— BEGIN RECORD EXCERPTS —
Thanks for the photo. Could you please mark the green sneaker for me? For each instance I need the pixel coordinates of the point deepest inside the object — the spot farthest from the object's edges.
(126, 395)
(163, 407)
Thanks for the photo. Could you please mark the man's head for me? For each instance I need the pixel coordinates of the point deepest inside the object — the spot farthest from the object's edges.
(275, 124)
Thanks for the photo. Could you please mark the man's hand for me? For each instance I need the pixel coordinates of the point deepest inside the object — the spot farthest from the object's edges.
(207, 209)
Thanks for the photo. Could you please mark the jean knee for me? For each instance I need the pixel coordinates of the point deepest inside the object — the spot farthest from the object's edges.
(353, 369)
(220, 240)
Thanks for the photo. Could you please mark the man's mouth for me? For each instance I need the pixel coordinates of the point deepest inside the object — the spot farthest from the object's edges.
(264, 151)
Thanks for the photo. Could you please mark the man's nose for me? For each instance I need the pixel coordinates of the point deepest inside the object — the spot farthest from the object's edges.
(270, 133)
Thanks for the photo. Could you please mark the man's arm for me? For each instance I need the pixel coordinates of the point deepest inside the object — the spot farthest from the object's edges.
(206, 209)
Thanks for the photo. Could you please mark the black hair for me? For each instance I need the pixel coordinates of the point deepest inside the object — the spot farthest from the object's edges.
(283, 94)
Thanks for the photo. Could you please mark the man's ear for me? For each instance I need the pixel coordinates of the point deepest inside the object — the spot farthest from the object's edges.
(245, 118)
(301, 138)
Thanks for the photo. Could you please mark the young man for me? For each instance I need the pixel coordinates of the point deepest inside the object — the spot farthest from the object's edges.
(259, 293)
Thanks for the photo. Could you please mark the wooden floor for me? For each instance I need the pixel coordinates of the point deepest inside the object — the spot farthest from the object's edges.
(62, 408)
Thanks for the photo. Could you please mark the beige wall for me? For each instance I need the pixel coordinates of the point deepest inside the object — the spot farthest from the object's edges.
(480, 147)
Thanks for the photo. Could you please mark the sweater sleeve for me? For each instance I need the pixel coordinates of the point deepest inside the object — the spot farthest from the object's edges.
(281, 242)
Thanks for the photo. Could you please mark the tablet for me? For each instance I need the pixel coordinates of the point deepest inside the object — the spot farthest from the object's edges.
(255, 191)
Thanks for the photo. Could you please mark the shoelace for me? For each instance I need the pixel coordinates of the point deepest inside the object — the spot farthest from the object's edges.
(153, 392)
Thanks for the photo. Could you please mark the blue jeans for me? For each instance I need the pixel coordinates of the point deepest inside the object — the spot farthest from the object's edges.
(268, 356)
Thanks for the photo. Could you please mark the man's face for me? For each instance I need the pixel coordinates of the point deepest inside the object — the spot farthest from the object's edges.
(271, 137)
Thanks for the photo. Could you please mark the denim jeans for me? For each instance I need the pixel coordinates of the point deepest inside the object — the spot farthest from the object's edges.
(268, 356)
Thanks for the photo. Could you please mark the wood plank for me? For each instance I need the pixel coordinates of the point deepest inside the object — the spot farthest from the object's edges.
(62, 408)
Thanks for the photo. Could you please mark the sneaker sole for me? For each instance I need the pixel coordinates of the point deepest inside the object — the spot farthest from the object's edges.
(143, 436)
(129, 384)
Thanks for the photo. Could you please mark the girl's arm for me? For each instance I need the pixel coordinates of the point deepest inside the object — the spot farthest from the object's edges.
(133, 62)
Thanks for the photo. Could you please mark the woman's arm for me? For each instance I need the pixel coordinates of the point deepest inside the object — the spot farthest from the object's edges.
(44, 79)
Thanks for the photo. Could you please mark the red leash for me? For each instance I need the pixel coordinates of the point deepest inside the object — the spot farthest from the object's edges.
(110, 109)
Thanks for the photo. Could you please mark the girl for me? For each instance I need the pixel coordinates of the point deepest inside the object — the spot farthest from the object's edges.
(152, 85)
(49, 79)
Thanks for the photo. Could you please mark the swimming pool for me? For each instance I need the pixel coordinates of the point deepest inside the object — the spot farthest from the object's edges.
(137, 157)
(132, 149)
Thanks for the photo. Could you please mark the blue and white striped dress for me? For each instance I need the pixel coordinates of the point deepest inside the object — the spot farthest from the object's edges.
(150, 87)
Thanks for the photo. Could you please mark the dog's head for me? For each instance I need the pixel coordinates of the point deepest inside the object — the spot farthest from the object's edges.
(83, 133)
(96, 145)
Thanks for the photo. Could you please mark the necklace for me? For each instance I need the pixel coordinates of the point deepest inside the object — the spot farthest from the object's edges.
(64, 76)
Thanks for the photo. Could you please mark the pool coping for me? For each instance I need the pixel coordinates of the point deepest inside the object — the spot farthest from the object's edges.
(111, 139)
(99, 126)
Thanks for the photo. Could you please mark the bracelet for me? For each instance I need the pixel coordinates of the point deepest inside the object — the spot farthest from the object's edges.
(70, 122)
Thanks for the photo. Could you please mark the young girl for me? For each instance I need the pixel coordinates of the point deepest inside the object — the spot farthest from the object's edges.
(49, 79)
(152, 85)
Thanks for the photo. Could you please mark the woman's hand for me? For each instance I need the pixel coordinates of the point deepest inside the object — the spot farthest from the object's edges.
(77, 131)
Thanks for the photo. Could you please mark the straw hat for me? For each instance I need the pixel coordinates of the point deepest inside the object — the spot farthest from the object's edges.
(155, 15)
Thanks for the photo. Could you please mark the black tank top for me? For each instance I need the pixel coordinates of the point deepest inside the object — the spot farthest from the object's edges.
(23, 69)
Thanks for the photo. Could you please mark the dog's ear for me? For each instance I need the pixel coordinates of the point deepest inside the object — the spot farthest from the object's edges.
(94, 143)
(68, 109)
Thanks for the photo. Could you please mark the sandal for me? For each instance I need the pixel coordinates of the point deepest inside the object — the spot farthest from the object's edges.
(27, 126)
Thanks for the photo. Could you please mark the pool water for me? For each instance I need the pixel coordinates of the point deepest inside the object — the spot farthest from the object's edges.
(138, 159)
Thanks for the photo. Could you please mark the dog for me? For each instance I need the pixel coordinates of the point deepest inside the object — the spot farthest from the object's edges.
— END RECORD EXCERPTS —
» **WORK TO DO**: Through the last line of the entries above, beginning at the line containing "Thanks for the photo. Could you please mark the pool coping", transcribe each line exactly, both ends included and nothing more.

» **ANSWER IN FULL**:
Thanks for the photo. Could you please mark the pool coping for me? For each instance I need the pixel coordinates of the point deepest inside the object — the spot farthest from the object's edges.
(111, 139)
(99, 126)
Thanks for the photo. Could you please mark the bracelet for me? For each instance I need the pixel coordinates of the point deepest inside the object — the spot farthest from the object's edges.
(70, 122)
Thanks for the photo. Could you please mark the young girl for me? For each instance I need the pixel coordinates of the point deepest inside the object — the spot farthest from the object's edges.
(49, 79)
(152, 85)
Thanks for the photo. Could you please mark the woman's hand for me? For each instance I need the pixel coordinates of the point deepest inside the object — the spot farthest from the object's edges.
(77, 131)
Thanks for the photo. Could you please mark the straw hat for me? For each instance I need the pixel coordinates of the point deepest inside the object — the spot farthest from the object's edges.
(155, 15)
Thanks for the photo. Could you please mark the black tank top for me? For each instance I need the pixel coordinates of the point deepest inside the object — the spot farthest from the object's edges.
(23, 69)
Thanks for the photo. Could you please mark the dog's ear for me? For each instance I need the pixel coordinates of the point deepest inside the object — the spot farthest from the object's edges.
(94, 143)
(68, 109)
Thanks for the photo. Could you please mark the sandal for me? For each instance I need the pixel coordinates of the point deepest inside the object — the spot farthest from the object's edges.
(27, 126)
Thanks for the photo. Could you please mark the pool water for me? For each instance I need the pixel coordinates of the point deepest inside the object — the spot farthest from the object's edges.
(138, 159)
Thanks for the photo. Could you please mark the dog for me? For each instance I need the pixel coordinates of the point deepest inside the object — the spot farthest from the object's edges.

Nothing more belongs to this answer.